Stated goal 1
Which lines of the records contain the word "roof"? Copy every one of them, and treat case as significant.

Lockout is not the type of movie we have come to expect from a first time Irish director. Check out our interview for the Luc Besson produced movie…
Instead of a local, Irish story Stephen St Leger and his co-director James Mather have created an epic sci-fi adventure reminiscent of Escape from New York, with a little of The Fifth Element thrown in. Movies.ie caught up with the director and talked Luc Besson, 80s action movies and how different the film might have been if it was based on historical Irish events.
Where did Lockout come from?
SSL: Luc [Besson] had seen the short film that we did, called Prey Alone, and he rang us up. We went over to Paris and we met him. He said ‘what do you guys want to do?’. James and I had been writing scripts on different things and he had this idea and we went away and had a think about it. So we did, then we wrote a first draft. He made a few changes and we did a second draft, and that was it! We took it from there; shot it and lit it and directed it and pieced it all together. Luc is such a powerful producer; he has done 80 movies in the last 10 years and once he green lights it, it is green lit [laughs]
How did it feel to get a phone call from Luc Besson, saying he had seen your short film and he wanted to work with you?
SSL: It was weird because the short film that we did was a 15-minute action movie. It was shot entirely on green screen, which we are not really big fans of, but under the circumstances… It was just something that we really wanted to do. Nobody was going to give us money for jet fighters going through subways in New York and stuff like that so it wasn’t your normal short film. Usually short films are character studies of 15 minutes or whatever; we did a three act, big action, balls to the wall thing. Even though it was part of the Irish Film Board, it wasn’t really a festival sort of film so it was all over the Internet and I sent out 1000 DVDs to people so it was the first short film that was separate to the film festival circuit and was more on the internet and that’s where he had seen it. We had a lot of calls from different guys and a lot of meetings but Luc is not very intimidating and he is very cool and it felt quite organic.
What was the biggest challenge in making the film?
SSL: To be honest, just getting it done, just the actual work of getting it done. It’s in that genre… When you are writing and directing and shooting it and the visual effects company was set up in Dublin – Windmill Lane set up a company just for the film – so it was a big ask. It is in that genre, that place of the low budget, B movie area and it was a big task. It was two and a half years from writing it and setting it up and prepping it. We only really had eight and a half weeks to shoot it, which is not a lot for this kind of film, it was six day weeks and 17 hour days so it took a bit of time.

Stated goal 2
Answer these questions from the Lockout interview:
(a) What was the name of the short film that Luc Besson had seen?
(b) How many DVDs of the short film did St Leger send out?
(c) How many weeks did the team have to shoot Lockout?

Excerpted data
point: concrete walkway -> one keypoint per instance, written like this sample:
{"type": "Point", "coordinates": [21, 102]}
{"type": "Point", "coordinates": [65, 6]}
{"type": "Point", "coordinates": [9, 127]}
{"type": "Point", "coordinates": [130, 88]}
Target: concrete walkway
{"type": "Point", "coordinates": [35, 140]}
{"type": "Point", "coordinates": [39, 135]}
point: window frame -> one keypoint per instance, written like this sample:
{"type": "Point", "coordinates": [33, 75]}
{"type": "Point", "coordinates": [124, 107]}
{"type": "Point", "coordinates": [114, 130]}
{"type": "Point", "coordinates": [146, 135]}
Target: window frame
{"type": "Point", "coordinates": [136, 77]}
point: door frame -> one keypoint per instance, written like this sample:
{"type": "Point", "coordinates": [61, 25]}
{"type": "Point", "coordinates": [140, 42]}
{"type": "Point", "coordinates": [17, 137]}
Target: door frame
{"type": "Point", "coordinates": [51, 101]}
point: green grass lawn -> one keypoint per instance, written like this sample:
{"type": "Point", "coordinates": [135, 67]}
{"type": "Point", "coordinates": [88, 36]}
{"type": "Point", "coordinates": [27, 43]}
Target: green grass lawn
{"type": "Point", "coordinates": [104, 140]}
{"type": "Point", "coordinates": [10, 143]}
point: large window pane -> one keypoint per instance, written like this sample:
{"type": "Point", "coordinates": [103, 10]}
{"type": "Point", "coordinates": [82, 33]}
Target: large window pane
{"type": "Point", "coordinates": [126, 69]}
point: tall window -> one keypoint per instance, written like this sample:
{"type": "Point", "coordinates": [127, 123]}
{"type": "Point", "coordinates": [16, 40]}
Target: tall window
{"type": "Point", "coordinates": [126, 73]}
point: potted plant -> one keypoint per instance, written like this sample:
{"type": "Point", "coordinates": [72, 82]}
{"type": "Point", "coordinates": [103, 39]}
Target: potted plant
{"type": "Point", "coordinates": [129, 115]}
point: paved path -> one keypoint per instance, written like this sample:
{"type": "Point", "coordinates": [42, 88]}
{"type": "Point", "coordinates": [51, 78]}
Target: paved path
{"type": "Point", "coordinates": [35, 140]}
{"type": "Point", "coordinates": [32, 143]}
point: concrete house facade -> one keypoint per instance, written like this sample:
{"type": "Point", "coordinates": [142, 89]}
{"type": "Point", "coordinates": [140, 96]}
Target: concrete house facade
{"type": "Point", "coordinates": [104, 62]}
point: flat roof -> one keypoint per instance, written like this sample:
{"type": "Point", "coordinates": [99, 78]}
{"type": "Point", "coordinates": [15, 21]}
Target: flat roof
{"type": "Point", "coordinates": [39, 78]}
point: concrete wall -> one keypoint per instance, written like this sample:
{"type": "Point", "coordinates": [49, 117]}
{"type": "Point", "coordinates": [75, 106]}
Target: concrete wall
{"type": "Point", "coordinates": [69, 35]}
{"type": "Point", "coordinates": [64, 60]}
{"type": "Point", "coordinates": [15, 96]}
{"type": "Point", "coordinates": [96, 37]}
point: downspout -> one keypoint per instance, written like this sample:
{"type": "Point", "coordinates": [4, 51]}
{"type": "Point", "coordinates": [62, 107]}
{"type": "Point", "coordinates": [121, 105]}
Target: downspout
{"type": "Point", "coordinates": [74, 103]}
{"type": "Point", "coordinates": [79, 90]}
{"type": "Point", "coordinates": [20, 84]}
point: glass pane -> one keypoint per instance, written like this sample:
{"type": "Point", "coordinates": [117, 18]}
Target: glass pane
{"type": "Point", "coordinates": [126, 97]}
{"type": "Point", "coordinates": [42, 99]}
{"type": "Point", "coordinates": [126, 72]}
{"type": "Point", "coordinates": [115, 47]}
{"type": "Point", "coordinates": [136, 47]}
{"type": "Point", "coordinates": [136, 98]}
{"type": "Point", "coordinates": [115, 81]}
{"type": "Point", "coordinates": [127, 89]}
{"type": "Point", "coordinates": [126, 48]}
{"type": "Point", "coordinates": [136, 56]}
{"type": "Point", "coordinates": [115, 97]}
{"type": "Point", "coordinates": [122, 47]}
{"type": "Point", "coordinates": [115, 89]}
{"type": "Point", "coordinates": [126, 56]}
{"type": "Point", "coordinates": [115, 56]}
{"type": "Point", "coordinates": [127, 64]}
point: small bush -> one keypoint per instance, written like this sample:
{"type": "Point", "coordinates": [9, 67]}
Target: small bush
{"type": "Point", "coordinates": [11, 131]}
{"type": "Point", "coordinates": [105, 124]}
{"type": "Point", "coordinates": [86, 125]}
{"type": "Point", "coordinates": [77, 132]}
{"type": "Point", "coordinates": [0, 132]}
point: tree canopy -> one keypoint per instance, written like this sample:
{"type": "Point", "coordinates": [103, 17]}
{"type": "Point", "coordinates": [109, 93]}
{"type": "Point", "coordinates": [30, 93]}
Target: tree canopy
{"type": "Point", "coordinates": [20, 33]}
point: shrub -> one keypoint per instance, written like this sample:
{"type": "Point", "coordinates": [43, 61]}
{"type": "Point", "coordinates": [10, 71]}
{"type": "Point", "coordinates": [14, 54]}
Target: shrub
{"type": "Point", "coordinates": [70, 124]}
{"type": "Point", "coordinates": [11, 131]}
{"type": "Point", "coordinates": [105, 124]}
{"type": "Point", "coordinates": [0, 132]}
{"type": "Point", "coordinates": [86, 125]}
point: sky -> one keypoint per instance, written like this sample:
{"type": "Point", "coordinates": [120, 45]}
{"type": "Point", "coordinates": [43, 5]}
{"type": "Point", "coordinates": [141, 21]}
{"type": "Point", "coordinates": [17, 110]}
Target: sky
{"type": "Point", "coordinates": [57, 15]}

Full solution 1
point: flat roof -> one keypoint per instance, written like this sample:
Target: flat roof

Full solution 2
(a) Prey Alone
(b) 1000
(c) Eight and a half weeks